What to produce:
Update the passage on Uruguay in World War II: reproduce the part that opens with the words "On March 8, 1942, the" and closes with "the Uruguayan government.", putting "commander" wherever "captain" appears.

Excerpted passage:
=== Section Start ===
On January 25, 1942, Uruguay severed diplomatic relations with the Axis powers—Germany, Italy, and Japan. By ending its neutrality, the country drew closer to the Allied side, aligning with the United States in diplomatic discussions and decision-making forums within the American continent.

On March 8, 1942, the Uruguayan-flagged cargo ship Montevideo, en route to the Port of New York, was sunk by an Italian submarine near the Virgin Islands in the Caribbean Sea, resulting in the deaths of fourteen crew members. Five months later, another Uruguayan cargo vessel, the Maldonado, was intercepted by the German submarine U-510 near Haiti. Its captain, who was the brother of the then Minister of Public Instruction, Cyro Giambruno, was taken prisoner and transferred to Berlin, where he was held for six months before being released via Switzerland. The incident sparked protests in Montevideo and prompted formal complaints from the Uruguayan government.

Following the Liberation of Paris in August 1944, spontaneous celebrations were held in Montevideo, as crowds gathered along 18 de Julio Avenue to mark the occasion. On February 20, 1945, the Chamber of Representatives voted to approve a bill authorizing the Executive Branch to declare war on Germany and Japan—Italy had already signed the Armistice of Cassibile with the Allies. One day later, the Senate passed the bill by a vote of 21 to 30 senators. Finally, on February 22, 1945, the Executive Branch enacted the law, and Uruguay officially declared war on Germany and Japan, thereby signing Declaration by United Nations.

In June, Uruguay signed the Charter of the United Nations and became a founding member of the UN.
=== Section End ===
Natural language region descriptions:
=== Section Start ===
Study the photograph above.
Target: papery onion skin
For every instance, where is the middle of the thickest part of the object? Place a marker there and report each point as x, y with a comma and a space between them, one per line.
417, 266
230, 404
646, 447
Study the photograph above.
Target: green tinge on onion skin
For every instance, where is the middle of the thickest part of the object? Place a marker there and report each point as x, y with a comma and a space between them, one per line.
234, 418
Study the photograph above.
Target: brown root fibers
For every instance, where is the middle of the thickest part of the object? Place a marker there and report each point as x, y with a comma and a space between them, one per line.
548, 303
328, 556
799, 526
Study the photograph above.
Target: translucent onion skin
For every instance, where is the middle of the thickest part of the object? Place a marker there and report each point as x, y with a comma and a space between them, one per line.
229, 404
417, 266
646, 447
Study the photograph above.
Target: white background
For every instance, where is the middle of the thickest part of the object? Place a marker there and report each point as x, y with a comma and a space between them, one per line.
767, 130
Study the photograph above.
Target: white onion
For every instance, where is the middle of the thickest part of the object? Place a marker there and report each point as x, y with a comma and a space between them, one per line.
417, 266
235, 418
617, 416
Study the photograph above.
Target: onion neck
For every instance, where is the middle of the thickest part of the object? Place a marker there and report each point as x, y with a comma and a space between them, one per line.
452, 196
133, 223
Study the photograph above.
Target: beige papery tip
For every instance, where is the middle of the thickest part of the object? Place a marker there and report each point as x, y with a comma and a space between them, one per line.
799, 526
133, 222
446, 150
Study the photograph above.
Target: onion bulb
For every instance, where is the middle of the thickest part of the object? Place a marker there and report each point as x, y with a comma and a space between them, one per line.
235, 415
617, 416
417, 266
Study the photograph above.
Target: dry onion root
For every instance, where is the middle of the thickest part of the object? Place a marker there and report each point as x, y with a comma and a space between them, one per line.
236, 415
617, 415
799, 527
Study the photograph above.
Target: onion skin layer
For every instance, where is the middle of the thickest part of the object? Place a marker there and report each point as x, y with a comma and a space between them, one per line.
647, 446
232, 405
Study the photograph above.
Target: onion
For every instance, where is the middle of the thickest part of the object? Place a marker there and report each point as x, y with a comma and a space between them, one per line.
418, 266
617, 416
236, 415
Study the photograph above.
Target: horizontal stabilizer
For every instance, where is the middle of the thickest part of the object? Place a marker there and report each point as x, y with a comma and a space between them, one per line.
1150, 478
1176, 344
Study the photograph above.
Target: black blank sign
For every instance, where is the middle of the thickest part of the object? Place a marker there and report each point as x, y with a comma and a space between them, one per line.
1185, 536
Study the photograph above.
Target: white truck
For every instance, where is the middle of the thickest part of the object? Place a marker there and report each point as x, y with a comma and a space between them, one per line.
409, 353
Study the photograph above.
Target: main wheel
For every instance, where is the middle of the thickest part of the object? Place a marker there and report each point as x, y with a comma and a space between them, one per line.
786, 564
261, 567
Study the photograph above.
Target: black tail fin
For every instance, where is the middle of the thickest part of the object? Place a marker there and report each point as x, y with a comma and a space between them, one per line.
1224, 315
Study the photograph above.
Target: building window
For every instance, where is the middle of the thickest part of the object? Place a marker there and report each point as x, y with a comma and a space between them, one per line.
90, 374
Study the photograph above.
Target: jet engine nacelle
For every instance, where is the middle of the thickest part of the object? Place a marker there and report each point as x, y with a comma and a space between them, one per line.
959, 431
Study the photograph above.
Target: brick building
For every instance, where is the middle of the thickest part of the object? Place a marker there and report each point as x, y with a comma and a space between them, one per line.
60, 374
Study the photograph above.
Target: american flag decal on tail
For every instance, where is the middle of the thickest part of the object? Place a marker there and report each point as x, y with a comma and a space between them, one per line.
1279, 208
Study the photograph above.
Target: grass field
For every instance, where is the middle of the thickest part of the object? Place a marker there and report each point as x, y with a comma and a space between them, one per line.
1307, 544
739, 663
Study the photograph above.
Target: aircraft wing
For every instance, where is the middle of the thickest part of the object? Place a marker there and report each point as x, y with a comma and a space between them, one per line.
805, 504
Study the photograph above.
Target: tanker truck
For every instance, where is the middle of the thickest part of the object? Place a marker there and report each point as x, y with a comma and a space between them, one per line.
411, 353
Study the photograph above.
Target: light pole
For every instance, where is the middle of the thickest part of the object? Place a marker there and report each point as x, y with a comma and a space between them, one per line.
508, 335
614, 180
=== Section End ===
Solution:
On March 8, 1942, the Uruguayan-flagged cargo ship Montevideo, en route to the Port of New York, was sunk by an Italian submarine near the Virgin Islands in the Caribbean Sea, resulting in the deaths of fourteen crew members. Five months later, another Uruguayan cargo vessel, the Maldonado, was intercepted by the German submarine U-510 near Haiti. Its commander, who was the brother of the then Minister of Public Instruction, Cyro Giambruno, was taken prisoner and transferred to Berlin, where he was held for six months before being released via Switzerland. The incident sparked protests in Montevideo and prompted formal complaints from the Uruguayan government.